Éléments issus d'un jeu de données:
******
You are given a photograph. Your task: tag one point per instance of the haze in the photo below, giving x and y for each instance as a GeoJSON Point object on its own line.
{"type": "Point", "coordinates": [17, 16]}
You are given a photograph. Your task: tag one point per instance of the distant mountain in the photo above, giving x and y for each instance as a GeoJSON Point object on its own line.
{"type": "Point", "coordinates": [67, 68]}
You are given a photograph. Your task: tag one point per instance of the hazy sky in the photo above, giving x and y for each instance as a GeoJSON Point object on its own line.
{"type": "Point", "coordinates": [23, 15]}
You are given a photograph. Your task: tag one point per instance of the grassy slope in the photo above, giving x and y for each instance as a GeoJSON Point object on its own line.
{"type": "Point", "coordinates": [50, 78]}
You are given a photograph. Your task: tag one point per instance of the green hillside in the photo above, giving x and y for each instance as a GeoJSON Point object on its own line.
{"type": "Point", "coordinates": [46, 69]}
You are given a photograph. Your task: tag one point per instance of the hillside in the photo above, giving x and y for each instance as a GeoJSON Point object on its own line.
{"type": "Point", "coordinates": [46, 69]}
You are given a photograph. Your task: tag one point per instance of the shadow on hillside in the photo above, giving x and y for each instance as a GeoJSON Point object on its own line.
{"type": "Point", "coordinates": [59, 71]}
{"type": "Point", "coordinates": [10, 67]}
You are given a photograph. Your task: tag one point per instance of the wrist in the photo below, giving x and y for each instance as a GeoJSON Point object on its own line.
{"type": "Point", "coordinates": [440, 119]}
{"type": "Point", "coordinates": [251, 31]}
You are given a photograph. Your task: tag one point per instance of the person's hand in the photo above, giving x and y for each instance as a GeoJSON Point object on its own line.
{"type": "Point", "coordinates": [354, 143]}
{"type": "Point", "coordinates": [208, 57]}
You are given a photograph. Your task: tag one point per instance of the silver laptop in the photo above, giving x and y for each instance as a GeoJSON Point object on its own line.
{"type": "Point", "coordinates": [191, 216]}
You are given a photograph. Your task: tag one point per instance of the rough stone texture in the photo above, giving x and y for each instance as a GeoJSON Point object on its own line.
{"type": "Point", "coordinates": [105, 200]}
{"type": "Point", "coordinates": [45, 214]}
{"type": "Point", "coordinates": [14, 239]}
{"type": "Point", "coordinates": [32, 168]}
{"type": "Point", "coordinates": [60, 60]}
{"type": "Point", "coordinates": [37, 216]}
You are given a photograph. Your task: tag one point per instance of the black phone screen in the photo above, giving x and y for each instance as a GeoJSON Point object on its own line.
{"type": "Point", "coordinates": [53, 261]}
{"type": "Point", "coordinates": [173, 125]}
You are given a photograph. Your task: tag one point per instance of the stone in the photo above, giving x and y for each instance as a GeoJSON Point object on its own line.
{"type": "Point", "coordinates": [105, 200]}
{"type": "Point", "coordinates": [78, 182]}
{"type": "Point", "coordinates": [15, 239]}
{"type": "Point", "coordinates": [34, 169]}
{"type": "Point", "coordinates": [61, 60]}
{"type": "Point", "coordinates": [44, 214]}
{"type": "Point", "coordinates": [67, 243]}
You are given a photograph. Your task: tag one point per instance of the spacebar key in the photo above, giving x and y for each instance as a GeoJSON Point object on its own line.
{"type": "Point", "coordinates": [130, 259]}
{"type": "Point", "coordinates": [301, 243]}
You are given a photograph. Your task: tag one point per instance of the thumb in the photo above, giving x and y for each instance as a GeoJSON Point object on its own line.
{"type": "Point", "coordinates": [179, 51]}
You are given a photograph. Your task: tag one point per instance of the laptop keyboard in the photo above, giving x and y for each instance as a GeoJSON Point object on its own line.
******
Travail demandé:
Recopiez toutes les lignes ci-dessus sans rien y changer.

Réponse attendue:
You are given a photograph. Your task: tag one point per instance of the haze in the photo below, giving x and y for each instance as a GeoJSON Point object on its own line.
{"type": "Point", "coordinates": [17, 16]}
You are given a photograph. Your task: tag one point per instance of the distant mountain in the photo above, giving x and y for each instance as a GeoJSON Point object on its own line.
{"type": "Point", "coordinates": [67, 68]}
You are given a photograph. Your task: tag one point per instance of the hazy sky in the photo above, giving x and y for each instance as a GeoJSON Point object on its own line.
{"type": "Point", "coordinates": [23, 15]}
You are given a photograph. Your task: tag one point per instance of the grassy slope in the photo above, giving x and y for each instance as a GeoJSON Point object on its own line.
{"type": "Point", "coordinates": [50, 78]}
You are given a photograph. Your task: tag one point per instance of the green hillside in the photo above, giving x and y for each instance as a GeoJSON Point object on its own line.
{"type": "Point", "coordinates": [46, 69]}
You are given a photograph. Your task: tag one point per instance of the hillside in the photo above, giving x and y for each instance as a GeoJSON Point object on its own line.
{"type": "Point", "coordinates": [46, 69]}
You are given a photograph. Your task: tag one point per instance of the shadow on hillside in the photo above, giving x and y for each instance as a GeoJSON Point object on its own line.
{"type": "Point", "coordinates": [59, 71]}
{"type": "Point", "coordinates": [10, 67]}
You are given a photograph. Your task: tag one point per instance of the wrist in the photo below, giving x and y for each instance as a GeoJSON Point object on its own line.
{"type": "Point", "coordinates": [440, 119]}
{"type": "Point", "coordinates": [251, 31]}
You are given a photograph. Your task: tag one point per instance of the person's hand in the photo above, giving x and y for each instance as a GeoJSON Point object on its own line.
{"type": "Point", "coordinates": [354, 143]}
{"type": "Point", "coordinates": [208, 57]}
You are given a photograph. Your task: tag one point per instance of the silver laptop in the photo above, giving x and y for each instance as a GeoJSON Point object on its own line.
{"type": "Point", "coordinates": [191, 216]}
You are given a photograph. Your task: tag one point per instance of the rough stone texture in the photo above, giving x and y for each instance as a GeoJSON Point object on its own line.
{"type": "Point", "coordinates": [105, 200]}
{"type": "Point", "coordinates": [45, 214]}
{"type": "Point", "coordinates": [14, 239]}
{"type": "Point", "coordinates": [32, 168]}
{"type": "Point", "coordinates": [60, 60]}
{"type": "Point", "coordinates": [37, 216]}
You are given a photograph. Your task: tag one point per instance of the black phone screen in the photo above, giving x and y for each instance as a GeoJSON Point object on its own line.
{"type": "Point", "coordinates": [53, 261]}
{"type": "Point", "coordinates": [173, 125]}
You are given a photograph. Your task: tag one point per instance of the stone in the photo above, giving x and y for each instance as a GeoJSON Point object on its own line.
{"type": "Point", "coordinates": [105, 200]}
{"type": "Point", "coordinates": [78, 182]}
{"type": "Point", "coordinates": [15, 239]}
{"type": "Point", "coordinates": [34, 169]}
{"type": "Point", "coordinates": [61, 60]}
{"type": "Point", "coordinates": [44, 214]}
{"type": "Point", "coordinates": [67, 243]}
You are given a photograph. Your task: tag one point per instance of the spacebar key in the photo above, giving x and y for each instance as a GeoJSON Point object on its own line.
{"type": "Point", "coordinates": [130, 259]}
{"type": "Point", "coordinates": [301, 243]}
You are given a photograph. Your task: tag one point per instance of the thumb in the photo above, giving x and y for each instance as a GeoJSON Point object on its own line.
{"type": "Point", "coordinates": [179, 51]}
You are given a photograph. Your task: tag one point per instance of the laptop keyboard in the photo above, giving x and y for each instance as a GeoJSON Point object on its own line.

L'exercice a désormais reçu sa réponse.